**EXCERPTED PASSAGE**:
......

The efforts regarding coordination of "difficult to fill" discharge medications and the "re-labeling" of inhalers and eye drops makes a significant impact.  These are functions that do not need a pharmacist; however, they were not being done without a pharmacist.   
·         The 40 coordinated prescription interventions for "difficult to fill" medications has been limited to only 10 medications, with 3 medications taking more than 50% of the interventions.
·         The 50 re-labeled inhalers and eye drops was fully coordinated by the pharmacist; obtaining a verbal order from the physician during rounds, obtaining the medication from the unit med cart, taking it to the out-patient pharmacy and labeling it appropriately, then returning it to the appropriate med cart.
In my opinion, these two items alone justify pharmacist participation.  These two processes do not require the presence of a pharmacist in order to complete; however, as seen by the data, there is certainly an opportunity for pharmacist intervention.  Eventually, with some training, it is possible that these items might be performed without the presence of a pharmacist.

......

**TASK SET**:
A) In the passage on pharmacist work with discharge medications, how many medications did the 40 interventions for "difficult to fill" prescriptions involve?
B) Carry on the passage about pharmacist work with discharge medications, picking up after its last sentence.

**DATASET CONTENT**:
......

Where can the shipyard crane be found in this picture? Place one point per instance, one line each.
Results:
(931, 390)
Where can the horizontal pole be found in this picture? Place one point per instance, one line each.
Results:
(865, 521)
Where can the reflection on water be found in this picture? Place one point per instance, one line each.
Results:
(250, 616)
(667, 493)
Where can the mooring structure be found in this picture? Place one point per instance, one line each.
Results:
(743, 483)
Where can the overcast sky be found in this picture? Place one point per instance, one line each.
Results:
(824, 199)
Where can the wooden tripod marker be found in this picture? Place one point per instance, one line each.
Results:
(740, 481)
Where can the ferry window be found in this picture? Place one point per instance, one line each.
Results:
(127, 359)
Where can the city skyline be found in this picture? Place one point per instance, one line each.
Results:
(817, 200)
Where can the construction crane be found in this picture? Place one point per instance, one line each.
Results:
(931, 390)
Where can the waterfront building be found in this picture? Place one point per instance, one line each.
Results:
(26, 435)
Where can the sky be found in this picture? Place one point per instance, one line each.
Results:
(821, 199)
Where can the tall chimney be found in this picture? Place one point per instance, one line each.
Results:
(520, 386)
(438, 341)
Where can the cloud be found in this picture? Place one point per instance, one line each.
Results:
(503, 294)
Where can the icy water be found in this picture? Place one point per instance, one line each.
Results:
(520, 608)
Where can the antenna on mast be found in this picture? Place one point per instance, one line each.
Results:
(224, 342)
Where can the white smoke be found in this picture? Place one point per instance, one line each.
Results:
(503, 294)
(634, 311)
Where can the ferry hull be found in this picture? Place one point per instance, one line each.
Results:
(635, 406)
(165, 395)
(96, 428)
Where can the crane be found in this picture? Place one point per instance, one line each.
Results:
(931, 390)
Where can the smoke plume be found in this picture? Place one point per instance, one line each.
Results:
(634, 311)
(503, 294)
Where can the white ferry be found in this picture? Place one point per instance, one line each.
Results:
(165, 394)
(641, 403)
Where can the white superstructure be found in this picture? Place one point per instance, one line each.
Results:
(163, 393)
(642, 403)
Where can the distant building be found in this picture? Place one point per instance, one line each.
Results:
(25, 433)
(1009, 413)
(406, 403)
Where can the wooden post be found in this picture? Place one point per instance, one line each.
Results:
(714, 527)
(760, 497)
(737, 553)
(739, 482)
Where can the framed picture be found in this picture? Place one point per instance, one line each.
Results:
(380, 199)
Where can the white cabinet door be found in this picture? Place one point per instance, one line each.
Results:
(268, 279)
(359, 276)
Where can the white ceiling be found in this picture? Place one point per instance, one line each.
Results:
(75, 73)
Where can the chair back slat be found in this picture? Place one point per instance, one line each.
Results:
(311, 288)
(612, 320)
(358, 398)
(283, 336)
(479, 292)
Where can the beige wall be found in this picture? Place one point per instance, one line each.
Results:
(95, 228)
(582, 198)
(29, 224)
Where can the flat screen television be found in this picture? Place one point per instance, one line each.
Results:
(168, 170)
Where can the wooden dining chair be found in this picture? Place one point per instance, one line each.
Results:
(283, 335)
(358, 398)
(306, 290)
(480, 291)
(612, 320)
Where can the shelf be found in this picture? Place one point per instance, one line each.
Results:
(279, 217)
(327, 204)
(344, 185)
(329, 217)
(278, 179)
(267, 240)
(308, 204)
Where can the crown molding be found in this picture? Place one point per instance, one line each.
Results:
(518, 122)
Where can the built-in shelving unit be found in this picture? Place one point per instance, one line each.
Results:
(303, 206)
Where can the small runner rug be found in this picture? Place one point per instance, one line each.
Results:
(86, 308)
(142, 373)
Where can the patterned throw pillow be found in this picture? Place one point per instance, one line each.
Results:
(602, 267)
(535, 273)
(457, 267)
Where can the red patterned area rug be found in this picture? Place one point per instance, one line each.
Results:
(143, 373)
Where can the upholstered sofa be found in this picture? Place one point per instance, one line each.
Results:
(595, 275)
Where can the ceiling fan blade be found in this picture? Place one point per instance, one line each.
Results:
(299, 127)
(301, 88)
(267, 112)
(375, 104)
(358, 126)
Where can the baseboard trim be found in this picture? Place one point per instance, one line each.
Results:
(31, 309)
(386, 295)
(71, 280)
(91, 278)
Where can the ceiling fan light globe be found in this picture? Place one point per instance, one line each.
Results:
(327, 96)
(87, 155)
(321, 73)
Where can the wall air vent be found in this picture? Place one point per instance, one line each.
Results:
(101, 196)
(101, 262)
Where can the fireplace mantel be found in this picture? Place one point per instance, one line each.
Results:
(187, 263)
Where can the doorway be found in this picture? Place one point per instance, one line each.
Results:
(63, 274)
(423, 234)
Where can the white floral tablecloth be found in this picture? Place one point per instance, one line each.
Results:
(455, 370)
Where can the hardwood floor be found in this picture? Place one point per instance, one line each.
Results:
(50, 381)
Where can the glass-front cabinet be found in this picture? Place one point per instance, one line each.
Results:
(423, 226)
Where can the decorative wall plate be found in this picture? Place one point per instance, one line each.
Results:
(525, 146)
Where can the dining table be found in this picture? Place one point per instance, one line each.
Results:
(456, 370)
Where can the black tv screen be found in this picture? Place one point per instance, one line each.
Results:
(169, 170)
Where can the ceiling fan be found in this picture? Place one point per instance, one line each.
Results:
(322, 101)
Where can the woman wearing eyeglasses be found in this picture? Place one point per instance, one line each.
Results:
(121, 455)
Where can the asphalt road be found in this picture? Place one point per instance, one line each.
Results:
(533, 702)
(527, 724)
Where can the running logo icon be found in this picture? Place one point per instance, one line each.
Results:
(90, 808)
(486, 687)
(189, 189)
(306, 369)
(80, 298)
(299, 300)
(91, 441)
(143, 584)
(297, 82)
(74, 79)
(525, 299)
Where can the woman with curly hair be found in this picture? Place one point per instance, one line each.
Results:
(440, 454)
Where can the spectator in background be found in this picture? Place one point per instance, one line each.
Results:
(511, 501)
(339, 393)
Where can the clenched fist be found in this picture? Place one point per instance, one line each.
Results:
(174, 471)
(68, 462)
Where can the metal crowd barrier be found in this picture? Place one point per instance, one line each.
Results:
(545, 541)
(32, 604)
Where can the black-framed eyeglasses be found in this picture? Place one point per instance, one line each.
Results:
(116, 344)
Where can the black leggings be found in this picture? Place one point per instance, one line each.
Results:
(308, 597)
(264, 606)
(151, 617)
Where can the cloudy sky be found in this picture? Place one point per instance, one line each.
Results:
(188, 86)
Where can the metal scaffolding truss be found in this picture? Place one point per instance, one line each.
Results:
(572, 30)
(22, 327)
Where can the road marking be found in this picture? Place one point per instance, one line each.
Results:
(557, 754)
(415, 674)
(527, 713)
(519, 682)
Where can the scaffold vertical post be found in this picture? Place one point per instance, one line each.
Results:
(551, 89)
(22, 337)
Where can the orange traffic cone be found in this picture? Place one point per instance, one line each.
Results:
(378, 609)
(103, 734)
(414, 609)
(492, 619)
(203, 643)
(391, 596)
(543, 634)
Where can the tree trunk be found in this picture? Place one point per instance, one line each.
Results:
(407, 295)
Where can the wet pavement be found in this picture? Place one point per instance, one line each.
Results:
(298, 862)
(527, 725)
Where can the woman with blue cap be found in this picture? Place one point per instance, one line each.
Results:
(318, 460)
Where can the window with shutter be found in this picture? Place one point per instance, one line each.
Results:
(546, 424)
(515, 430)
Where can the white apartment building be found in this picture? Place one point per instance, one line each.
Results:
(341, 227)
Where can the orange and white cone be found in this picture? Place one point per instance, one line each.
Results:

......

**ANSWERS PER TASK**:
A) Only 10 medications.

B)
Bedside Medication Therapy Management:
Interestingly, the Bedside MTM visits are very well received by patients.  Our goal is to help educate patients about the management of their medications so they may be more prepared to manage their own medications when they return home.  As stated, during the first five weeks of the program, 27 Bedside MTM visits have been completed and all of them enrolled in 3 and 21 day follow up phone call service from the pharmacist.

It is too early for the objective data; however, subjectively, patients very much appreciate the opportunity to discuss medication management with a pharmacist at their bedside.  I believe this process will not only decrease the potential for readmission, it will also increase our patient satisfaction scores.

As a pharmacist, the difficulty we face is that we realistically only have time to visit one patient per day.  Rounds are complete at 11:30, at which time we need to return to the pharmacy office in order to print and review the med list for the patient we will see that day.  After our 20 minute Bedside MTM visit with a patient, we then need to document our visit in the patients electronic health record while also documenting our participation in rounds for the day.  Our time is complete at 12:30, at which time lunch begins, so we may be back at our out-patient post by 13:00.

Analysis:
Five weeks ago, this position didn't exist.  Today, there is more work than we are able to complete in our 3.5 hour shift.  The process of coordination of discharge prescriptions and re-labeling of bulk items has been a success.  The implementation of Bedside MTM visits is even more of a success.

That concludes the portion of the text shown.